» **WRITTEN REQUEST**
Give every line of the records below as a Markdown table with the columns "Row" and "Line", numbering the rows in order and leaving out blank lines and pictures.

» **Location identification records**
■ ■ ■ ■ ■

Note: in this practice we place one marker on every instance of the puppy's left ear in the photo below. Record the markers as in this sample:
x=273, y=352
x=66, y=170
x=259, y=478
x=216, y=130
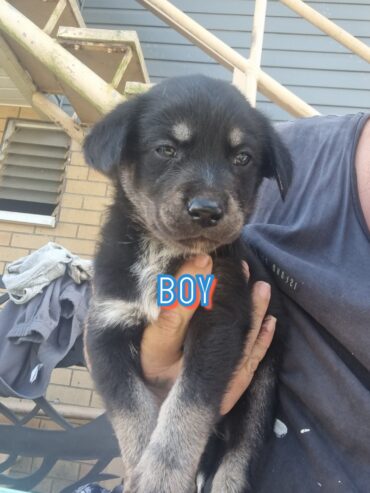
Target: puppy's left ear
x=105, y=144
x=278, y=161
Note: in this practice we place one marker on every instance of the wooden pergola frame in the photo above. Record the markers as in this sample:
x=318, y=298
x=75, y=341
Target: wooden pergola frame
x=62, y=64
x=247, y=73
x=102, y=96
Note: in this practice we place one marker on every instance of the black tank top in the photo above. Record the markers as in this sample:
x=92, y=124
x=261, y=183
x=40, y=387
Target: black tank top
x=317, y=244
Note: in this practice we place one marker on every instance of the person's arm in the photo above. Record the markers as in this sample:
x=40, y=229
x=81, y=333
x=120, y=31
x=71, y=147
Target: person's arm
x=161, y=347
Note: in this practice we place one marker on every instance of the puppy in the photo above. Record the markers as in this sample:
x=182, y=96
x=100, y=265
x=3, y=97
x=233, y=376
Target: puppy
x=186, y=159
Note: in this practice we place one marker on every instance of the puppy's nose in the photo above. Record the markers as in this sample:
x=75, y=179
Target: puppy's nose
x=205, y=211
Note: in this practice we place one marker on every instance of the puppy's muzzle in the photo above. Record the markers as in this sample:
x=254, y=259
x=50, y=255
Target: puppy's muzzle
x=204, y=211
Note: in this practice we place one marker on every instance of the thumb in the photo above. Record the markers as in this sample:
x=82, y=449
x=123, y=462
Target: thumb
x=163, y=338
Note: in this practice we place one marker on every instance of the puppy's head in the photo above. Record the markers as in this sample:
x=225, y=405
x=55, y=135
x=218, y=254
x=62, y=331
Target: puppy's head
x=190, y=155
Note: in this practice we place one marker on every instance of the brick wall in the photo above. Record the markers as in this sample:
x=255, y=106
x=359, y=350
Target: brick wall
x=85, y=196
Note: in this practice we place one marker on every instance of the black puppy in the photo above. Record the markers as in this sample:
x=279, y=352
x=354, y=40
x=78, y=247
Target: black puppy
x=186, y=159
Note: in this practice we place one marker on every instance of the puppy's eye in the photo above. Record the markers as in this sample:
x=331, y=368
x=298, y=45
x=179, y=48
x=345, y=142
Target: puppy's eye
x=242, y=159
x=166, y=151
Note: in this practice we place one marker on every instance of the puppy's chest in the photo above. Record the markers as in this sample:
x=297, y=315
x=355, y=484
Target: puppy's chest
x=153, y=261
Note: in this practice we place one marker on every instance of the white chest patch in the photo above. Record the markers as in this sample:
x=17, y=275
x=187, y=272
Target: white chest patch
x=154, y=260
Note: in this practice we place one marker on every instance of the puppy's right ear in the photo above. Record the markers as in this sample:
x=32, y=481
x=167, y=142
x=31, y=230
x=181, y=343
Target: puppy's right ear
x=104, y=145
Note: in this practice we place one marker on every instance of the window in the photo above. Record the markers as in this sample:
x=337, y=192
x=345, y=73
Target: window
x=32, y=163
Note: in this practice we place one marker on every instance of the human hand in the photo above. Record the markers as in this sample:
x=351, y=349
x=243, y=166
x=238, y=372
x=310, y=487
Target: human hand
x=258, y=341
x=161, y=347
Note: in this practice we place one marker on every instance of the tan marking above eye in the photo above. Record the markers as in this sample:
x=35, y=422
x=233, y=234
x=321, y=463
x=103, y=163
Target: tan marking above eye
x=236, y=136
x=181, y=131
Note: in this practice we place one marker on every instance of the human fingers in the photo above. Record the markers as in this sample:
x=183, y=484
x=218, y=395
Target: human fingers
x=162, y=341
x=259, y=339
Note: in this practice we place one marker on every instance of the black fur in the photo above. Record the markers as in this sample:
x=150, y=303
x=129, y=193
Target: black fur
x=125, y=146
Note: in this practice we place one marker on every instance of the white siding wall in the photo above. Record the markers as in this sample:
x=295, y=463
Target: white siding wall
x=297, y=54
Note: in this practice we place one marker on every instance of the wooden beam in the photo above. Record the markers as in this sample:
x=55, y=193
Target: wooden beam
x=13, y=68
x=255, y=54
x=109, y=37
x=330, y=28
x=126, y=59
x=77, y=13
x=67, y=68
x=227, y=56
x=55, y=16
x=42, y=105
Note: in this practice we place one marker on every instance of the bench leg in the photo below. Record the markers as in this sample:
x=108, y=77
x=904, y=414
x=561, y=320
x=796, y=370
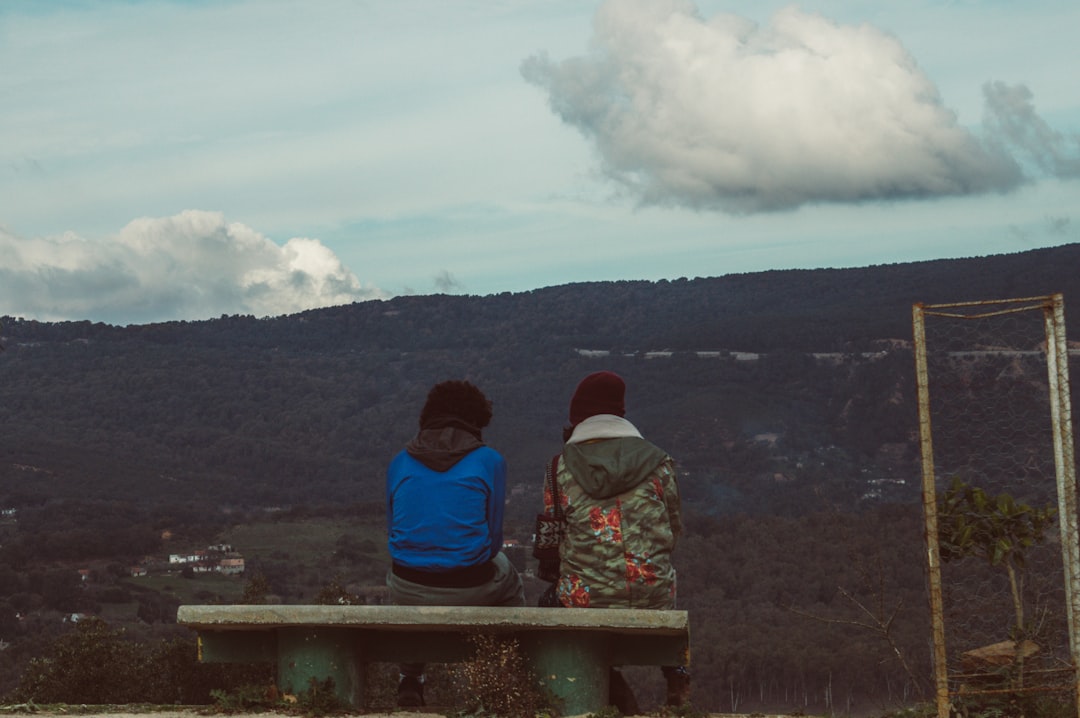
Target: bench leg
x=307, y=654
x=574, y=666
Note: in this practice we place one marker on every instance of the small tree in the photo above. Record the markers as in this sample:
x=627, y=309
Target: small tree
x=998, y=529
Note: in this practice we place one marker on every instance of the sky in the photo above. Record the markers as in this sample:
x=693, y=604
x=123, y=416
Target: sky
x=180, y=160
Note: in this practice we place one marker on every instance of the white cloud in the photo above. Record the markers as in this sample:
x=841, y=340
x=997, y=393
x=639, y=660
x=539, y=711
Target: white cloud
x=193, y=265
x=727, y=114
x=1011, y=118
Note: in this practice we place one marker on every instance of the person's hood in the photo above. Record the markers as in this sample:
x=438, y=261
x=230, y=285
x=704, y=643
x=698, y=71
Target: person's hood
x=605, y=468
x=440, y=448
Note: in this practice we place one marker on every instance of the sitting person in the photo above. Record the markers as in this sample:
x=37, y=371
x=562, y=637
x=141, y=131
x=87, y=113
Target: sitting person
x=620, y=500
x=445, y=498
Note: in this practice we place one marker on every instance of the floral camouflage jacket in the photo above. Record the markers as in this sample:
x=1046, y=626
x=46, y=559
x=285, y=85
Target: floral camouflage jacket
x=620, y=499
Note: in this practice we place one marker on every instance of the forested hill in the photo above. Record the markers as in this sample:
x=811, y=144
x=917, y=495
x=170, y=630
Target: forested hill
x=308, y=408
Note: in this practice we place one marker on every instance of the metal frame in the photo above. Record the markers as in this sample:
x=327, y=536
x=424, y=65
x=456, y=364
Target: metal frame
x=1053, y=309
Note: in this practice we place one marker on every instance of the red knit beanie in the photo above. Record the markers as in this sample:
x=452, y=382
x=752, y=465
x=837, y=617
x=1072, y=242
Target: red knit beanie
x=602, y=392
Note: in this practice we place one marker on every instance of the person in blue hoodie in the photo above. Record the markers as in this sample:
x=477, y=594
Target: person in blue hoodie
x=445, y=498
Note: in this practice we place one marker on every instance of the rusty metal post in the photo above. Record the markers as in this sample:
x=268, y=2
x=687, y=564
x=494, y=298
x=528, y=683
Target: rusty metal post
x=1061, y=411
x=930, y=514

■ ■ ■ ■ ■

» **RESPONSE TO THE EXERCISE**
| Row | Line |
|---|---|
| 1 | Note: in this practice we place one marker on every instance of the puppy's left ear in the photo below. Record the markers as in this sample: |
| 2 | x=273, y=352 |
| 3 | x=66, y=170 |
| 4 | x=259, y=478 |
| 5 | x=216, y=130 |
| 6 | Target: puppy's left ear |
| 7 | x=105, y=144 |
| 8 | x=278, y=161 |
| 9 | Note: in this practice we place one marker on every instance of the wooden pergola frame in the photo above. Record the markers as in this sample: |
| 10 | x=318, y=298 |
| 11 | x=75, y=341 |
| 12 | Target: wooden pergola frame |
| 13 | x=62, y=64 |
| 14 | x=247, y=73 |
| 15 | x=102, y=96 |
| 16 | Note: in this practice we place one marker on every instance of the black tank top in the photo above. Record the markers as in this sample: |
| 17 | x=92, y=124 |
| 18 | x=261, y=183 |
| 19 | x=40, y=387 |
| 20 | Target: black tank top |
| 21 | x=317, y=244 |
| 22 | Note: in this practice we place one marker on every instance of the person's arm in the photo above. Record the markers as in this sample: |
| 23 | x=40, y=229 |
| 24 | x=81, y=333 |
| 25 | x=120, y=31 |
| 26 | x=71, y=147 |
| 27 | Target: person's arm |
| 28 | x=161, y=347 |
| 29 | Note: in this practice we place one marker on every instance of the puppy in the photo above. Record the markers as in this sample: |
| 30 | x=182, y=96 |
| 31 | x=100, y=265 |
| 32 | x=3, y=97 |
| 33 | x=233, y=376 |
| 34 | Target: puppy |
| 35 | x=186, y=159 |
| 36 | Note: in this practice we place one marker on every instance of the puppy's nose in the photo above. Record the markers as in this sample: |
| 37 | x=75, y=179 |
| 38 | Target: puppy's nose |
| 39 | x=205, y=211 |
| 40 | Note: in this practice we place one marker on every instance of the puppy's muzzle in the photo above. Record the markers as in this sample: |
| 41 | x=254, y=259 |
| 42 | x=50, y=255 |
| 43 | Target: puppy's muzzle |
| 44 | x=204, y=211 |
| 45 | Note: in this practice we place one marker on every instance of the thumb in the photo above. Record the markers as in this sample: |
| 46 | x=82, y=449 |
| 47 | x=123, y=462 |
| 48 | Target: thumb |
| 49 | x=163, y=338 |
| 50 | Note: in this practice we place one marker on every instance of the puppy's head in the photo above. Record the markers as in this sample: |
| 51 | x=225, y=405 |
| 52 | x=55, y=135 |
| 53 | x=218, y=254 |
| 54 | x=62, y=331 |
| 55 | Target: puppy's head |
| 56 | x=190, y=155 |
| 57 | Note: in this practice we place one marker on every instance of the brick wall in the photo above. Record the markers as in this sample: |
| 58 | x=255, y=106 |
| 59 | x=359, y=350 |
| 60 | Target: brick wall |
| 61 | x=85, y=196 |
| 62 | Note: in this practice we place one marker on every instance of the black puppy in the photo above. Record the markers as in this sample: |
| 63 | x=279, y=352 |
| 64 | x=354, y=40 |
| 65 | x=78, y=247 |
| 66 | Target: black puppy |
| 67 | x=186, y=159 |
| 68 | Note: in this practice we place one marker on every instance of the puppy's eye in the photo above. Record the markers as in this sample: |
| 69 | x=331, y=368 |
| 70 | x=298, y=45 |
| 71 | x=179, y=48 |
| 72 | x=345, y=142 |
| 73 | Target: puppy's eye |
| 74 | x=242, y=159 |
| 75 | x=166, y=151 |
| 76 | Note: in this practice we place one marker on every instance of the puppy's chest in the photo above. Record the markers as in this sample: |
| 77 | x=297, y=315 |
| 78 | x=355, y=484 |
| 79 | Target: puppy's chest |
| 80 | x=153, y=261 |
| 81 | Note: in this practice we place one marker on every instance of the white chest patch in the photo above. Record the markers as in this sample: |
| 82 | x=17, y=275 |
| 83 | x=187, y=272 |
| 84 | Target: white chest patch |
| 85 | x=154, y=260 |
| 86 | Note: in this practice we place one marker on every instance of the puppy's right ear in the photo above. Record the markers as in this sample: |
| 87 | x=32, y=481 |
| 88 | x=167, y=142 |
| 89 | x=31, y=230 |
| 90 | x=181, y=343 |
| 91 | Target: puppy's right ear |
| 92 | x=104, y=145 |
| 93 | Note: in this practice we place one marker on every instance of the window in the photo above. Record the markers as in this sample: |
| 94 | x=337, y=192 |
| 95 | x=345, y=73 |
| 96 | Target: window |
| 97 | x=32, y=163 |
| 98 | Note: in this practice we place one marker on every instance of the human hand in the photo above. Record the markers as in this sample: |
| 99 | x=351, y=349 |
| 100 | x=243, y=166 |
| 101 | x=238, y=372 |
| 102 | x=310, y=487 |
| 103 | Target: human hand |
| 104 | x=258, y=341 |
| 105 | x=161, y=347 |
| 106 | Note: in this practice we place one marker on every instance of the tan marking above eye in the photo above. Record the markers as in this sample: |
| 107 | x=35, y=422 |
| 108 | x=233, y=234 |
| 109 | x=321, y=463 |
| 110 | x=103, y=163 |
| 111 | Target: tan marking above eye |
| 112 | x=236, y=136 |
| 113 | x=181, y=131 |
| 114 | Note: in this practice we place one marker on every instance of the human fingers in the photo above. Record the markers as in this sample: |
| 115 | x=183, y=484 |
| 116 | x=218, y=395 |
| 117 | Target: human fingers |
| 118 | x=162, y=341 |
| 119 | x=259, y=339 |
| 120 | Note: in this practice we place one marker on every instance of the black fur in the photo above. Record the markers as in this sample: |
| 121 | x=150, y=303 |
| 122 | x=129, y=193 |
| 123 | Target: black fur |
| 124 | x=125, y=146 |
| 125 | Note: in this practice we place one marker on every instance of the white siding wall in the photo above. Record the markers as in this sample: |
| 126 | x=295, y=463 |
| 127 | Target: white siding wall |
| 128 | x=297, y=54 |
| 129 | Note: in this practice we place one marker on every instance of the wooden beam in the photo above. Record the markers as in this sample: |
| 130 | x=55, y=193 |
| 131 | Target: wooden beam |
| 132 | x=13, y=68 |
| 133 | x=255, y=54 |
| 134 | x=109, y=37 |
| 135 | x=330, y=28 |
| 136 | x=126, y=59 |
| 137 | x=77, y=13 |
| 138 | x=67, y=68 |
| 139 | x=227, y=56 |
| 140 | x=55, y=16 |
| 141 | x=42, y=105 |
| 142 | Note: in this practice we place one marker on every instance of the bench leg in the photo below. Record the markers as in this sample: |
| 143 | x=108, y=77 |
| 144 | x=904, y=414 |
| 145 | x=561, y=320 |
| 146 | x=796, y=370 |
| 147 | Target: bench leg |
| 148 | x=307, y=654 |
| 149 | x=574, y=666 |
| 150 | Note: in this practice we place one marker on every instance of the small tree in the photo above. Record the markers as in this sample: |
| 151 | x=627, y=309 |
| 152 | Target: small tree |
| 153 | x=998, y=529 |
| 154 | Note: in this practice we place one marker on every instance of the sky in the photo above. Record the markers as in this sample: |
| 155 | x=693, y=604 |
| 156 | x=123, y=416 |
| 157 | Target: sky |
| 158 | x=180, y=160 |
| 159 | Note: in this practice we place one marker on every instance of the white cloud in the photo above. Record the markers as in this sample: |
| 160 | x=841, y=340 |
| 161 | x=997, y=393 |
| 162 | x=639, y=660 |
| 163 | x=539, y=711 |
| 164 | Target: white cloud |
| 165 | x=193, y=265 |
| 166 | x=727, y=114 |
| 167 | x=1011, y=118 |
| 168 | Note: in this practice we place one marker on every instance of the person's hood in the photo above. Record the markers as in this sample: |
| 169 | x=438, y=261 |
| 170 | x=230, y=285 |
| 171 | x=704, y=643 |
| 172 | x=698, y=71 |
| 173 | Target: person's hood |
| 174 | x=605, y=468 |
| 175 | x=440, y=448 |
| 176 | Note: in this practice we place one marker on every instance of the sitting person in the photo above. Record the markers as in this sample: |
| 177 | x=37, y=371 |
| 178 | x=562, y=637 |
| 179 | x=141, y=131 |
| 180 | x=87, y=113 |
| 181 | Target: sitting person |
| 182 | x=620, y=500 |
| 183 | x=445, y=498 |
| 184 | Note: in this practice we place one marker on every instance of the floral camouflage jacket in the photo above. Record the markers as in this sample: |
| 185 | x=1046, y=626 |
| 186 | x=46, y=559 |
| 187 | x=285, y=85 |
| 188 | Target: floral camouflage jacket |
| 189 | x=620, y=499 |
| 190 | Note: in this practice we place one marker on every instance of the forested hill in the photo above. Record the markers as in this sample: |
| 191 | x=811, y=144 |
| 192 | x=917, y=495 |
| 193 | x=170, y=630 |
| 194 | Target: forested hill |
| 195 | x=308, y=408 |
| 196 | Note: in this practice we place one marker on every instance of the metal frame in the photo above. Record the markers as in this sample: |
| 197 | x=327, y=536 |
| 198 | x=424, y=65 |
| 199 | x=456, y=364 |
| 200 | Target: metal frame |
| 201 | x=1053, y=309 |
| 202 | Note: in this practice we place one marker on every instance of the red knit beanie in the photo above. Record the markers as in this sample: |
| 203 | x=452, y=382 |
| 204 | x=752, y=465 |
| 205 | x=837, y=617 |
| 206 | x=1072, y=242 |
| 207 | Target: red knit beanie |
| 208 | x=602, y=392 |
| 209 | Note: in this practice we place one marker on every instance of the person in blue hoodie in the photo above. Record the markers as in this sample: |
| 210 | x=477, y=594 |
| 211 | Target: person in blue hoodie |
| 212 | x=445, y=498 |
| 213 | Note: in this practice we place one marker on every instance of the rusty metal post in the photo above. Record the markers as in this sample: |
| 214 | x=268, y=2 |
| 215 | x=687, y=564 |
| 216 | x=494, y=298 |
| 217 | x=528, y=683 |
| 218 | Target: rusty metal post |
| 219 | x=1061, y=411 |
| 220 | x=930, y=514 |